___ RECORDS FOR THIS TASK ___

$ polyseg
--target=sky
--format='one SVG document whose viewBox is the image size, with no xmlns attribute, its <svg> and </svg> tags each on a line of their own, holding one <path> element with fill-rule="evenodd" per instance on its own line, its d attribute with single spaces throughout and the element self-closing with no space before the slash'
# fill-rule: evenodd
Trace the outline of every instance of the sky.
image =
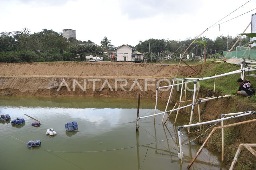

___

■ EXERCISE PROMPT: Convert every line of the material above into a JSON list of strings, one string per line, leaving out blank lines and the pictures.

■ FINAL ANSWER:
[
  "$ polyseg",
  "--target=sky",
  "--format='one SVG document whose viewBox is the image size, with no xmlns attribute, its <svg> and </svg> tags each on a line of their own, holding one <path> element with fill-rule=\"evenodd\" per instance on its own line, its d attribute with single spaces throughout and the element self-closing with no space before the slash'",
  "# fill-rule: evenodd",
  "Trace the outline of every instance of the sky.",
  "image ="
]